WHAT TO WORK ON →
Echo the rows below word for word, starting with the line that contains "Could you indicate the chrome" and continuing through the last of the rows, including both ends.
— START OF EXERCISE INPUTS —
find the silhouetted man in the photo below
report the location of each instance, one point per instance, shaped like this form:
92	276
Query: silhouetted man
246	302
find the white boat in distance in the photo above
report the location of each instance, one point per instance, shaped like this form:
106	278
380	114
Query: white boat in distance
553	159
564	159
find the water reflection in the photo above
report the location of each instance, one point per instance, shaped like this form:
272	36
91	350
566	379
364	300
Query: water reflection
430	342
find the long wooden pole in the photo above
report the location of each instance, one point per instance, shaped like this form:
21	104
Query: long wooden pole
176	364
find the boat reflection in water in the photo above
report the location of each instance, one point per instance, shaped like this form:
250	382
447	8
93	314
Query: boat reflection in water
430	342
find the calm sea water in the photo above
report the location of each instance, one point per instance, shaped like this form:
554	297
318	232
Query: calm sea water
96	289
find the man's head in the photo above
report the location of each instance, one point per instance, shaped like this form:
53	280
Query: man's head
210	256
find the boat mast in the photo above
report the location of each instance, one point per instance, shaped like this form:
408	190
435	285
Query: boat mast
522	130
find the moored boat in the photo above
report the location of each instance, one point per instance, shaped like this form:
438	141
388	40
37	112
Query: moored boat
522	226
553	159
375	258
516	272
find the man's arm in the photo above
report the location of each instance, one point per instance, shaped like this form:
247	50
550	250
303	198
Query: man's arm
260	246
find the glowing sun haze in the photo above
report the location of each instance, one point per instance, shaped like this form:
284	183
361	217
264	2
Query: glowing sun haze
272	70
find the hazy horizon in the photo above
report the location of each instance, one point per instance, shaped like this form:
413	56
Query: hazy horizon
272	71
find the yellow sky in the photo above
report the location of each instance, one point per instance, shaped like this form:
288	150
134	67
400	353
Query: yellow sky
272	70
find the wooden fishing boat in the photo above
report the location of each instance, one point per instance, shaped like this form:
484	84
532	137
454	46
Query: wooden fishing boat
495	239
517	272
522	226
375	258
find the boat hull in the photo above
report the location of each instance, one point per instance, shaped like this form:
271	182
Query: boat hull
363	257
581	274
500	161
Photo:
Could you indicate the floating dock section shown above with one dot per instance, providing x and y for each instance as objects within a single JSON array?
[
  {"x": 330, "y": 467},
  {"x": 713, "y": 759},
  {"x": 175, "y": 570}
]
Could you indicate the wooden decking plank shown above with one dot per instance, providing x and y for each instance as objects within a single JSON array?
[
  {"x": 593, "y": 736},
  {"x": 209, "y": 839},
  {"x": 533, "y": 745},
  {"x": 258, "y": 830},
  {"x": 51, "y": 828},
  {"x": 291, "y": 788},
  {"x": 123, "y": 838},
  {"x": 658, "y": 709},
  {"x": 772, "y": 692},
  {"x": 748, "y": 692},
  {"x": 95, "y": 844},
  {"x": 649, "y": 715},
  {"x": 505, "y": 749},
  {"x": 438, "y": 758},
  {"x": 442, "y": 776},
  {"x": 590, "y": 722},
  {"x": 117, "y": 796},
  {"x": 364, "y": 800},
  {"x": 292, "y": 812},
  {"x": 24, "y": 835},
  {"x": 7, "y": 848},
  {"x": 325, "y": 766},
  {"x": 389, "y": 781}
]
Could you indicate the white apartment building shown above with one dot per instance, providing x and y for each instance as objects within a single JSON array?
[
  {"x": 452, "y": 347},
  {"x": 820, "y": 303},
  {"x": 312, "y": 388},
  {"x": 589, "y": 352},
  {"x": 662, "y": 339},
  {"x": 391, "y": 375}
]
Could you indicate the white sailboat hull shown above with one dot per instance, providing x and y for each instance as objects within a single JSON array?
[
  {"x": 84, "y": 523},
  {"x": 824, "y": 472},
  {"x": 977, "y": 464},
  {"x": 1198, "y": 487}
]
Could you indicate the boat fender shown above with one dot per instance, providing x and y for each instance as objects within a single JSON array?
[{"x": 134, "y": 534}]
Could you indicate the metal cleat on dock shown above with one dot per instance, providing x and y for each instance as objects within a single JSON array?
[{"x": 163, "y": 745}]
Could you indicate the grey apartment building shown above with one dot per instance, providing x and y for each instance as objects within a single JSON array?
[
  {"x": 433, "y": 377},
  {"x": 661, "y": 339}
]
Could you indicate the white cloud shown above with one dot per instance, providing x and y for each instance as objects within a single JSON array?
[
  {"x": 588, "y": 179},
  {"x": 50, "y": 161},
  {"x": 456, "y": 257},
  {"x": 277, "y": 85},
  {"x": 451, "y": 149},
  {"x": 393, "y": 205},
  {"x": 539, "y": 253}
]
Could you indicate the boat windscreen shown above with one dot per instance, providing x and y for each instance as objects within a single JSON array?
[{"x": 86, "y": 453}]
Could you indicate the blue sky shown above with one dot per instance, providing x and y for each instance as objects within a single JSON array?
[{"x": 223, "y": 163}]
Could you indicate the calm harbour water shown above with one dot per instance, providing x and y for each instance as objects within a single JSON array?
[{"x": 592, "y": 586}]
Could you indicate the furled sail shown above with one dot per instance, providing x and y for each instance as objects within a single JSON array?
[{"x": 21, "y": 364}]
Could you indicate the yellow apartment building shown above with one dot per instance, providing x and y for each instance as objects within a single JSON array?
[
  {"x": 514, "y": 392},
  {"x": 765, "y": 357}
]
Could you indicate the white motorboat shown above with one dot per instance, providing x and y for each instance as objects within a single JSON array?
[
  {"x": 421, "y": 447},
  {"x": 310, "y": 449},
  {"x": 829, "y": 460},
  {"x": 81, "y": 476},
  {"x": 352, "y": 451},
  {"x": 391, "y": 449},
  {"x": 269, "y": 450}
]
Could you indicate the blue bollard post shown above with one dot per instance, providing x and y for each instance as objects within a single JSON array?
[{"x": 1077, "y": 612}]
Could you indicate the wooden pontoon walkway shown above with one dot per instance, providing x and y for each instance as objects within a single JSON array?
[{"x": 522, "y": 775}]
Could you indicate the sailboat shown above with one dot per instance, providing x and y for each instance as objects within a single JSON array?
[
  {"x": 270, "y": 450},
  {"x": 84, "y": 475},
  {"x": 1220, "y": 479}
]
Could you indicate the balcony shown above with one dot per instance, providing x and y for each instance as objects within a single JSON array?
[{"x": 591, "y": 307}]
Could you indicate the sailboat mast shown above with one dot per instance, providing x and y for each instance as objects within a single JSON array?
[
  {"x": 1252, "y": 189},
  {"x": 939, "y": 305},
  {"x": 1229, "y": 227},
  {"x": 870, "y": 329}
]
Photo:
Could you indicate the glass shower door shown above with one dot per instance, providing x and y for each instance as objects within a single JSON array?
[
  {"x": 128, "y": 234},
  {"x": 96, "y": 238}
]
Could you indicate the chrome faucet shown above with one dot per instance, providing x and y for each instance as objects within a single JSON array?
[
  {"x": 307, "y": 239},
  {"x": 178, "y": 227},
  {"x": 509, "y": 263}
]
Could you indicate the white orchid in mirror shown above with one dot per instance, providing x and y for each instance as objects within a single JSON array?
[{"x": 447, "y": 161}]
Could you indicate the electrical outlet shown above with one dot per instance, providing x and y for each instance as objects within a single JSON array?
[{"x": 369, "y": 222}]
— END OF EXERCISE INPUTS —
RESULT FOR THIS EXERCISE →
Could you indicate the chrome faucet shown above with one dot per instance, providing x and y for each instance as objects within a single JSON array?
[
  {"x": 307, "y": 239},
  {"x": 178, "y": 227},
  {"x": 509, "y": 263}
]
Could you indicate the white orchid in mirror shown above with one dot per instance, providing x and y for each instance as objects within a single JSON array?
[{"x": 447, "y": 161}]
Could you indicate the electrical outlet shown above with one dot per instance, providing x and y for each instance as objects within a single JSON array?
[{"x": 369, "y": 222}]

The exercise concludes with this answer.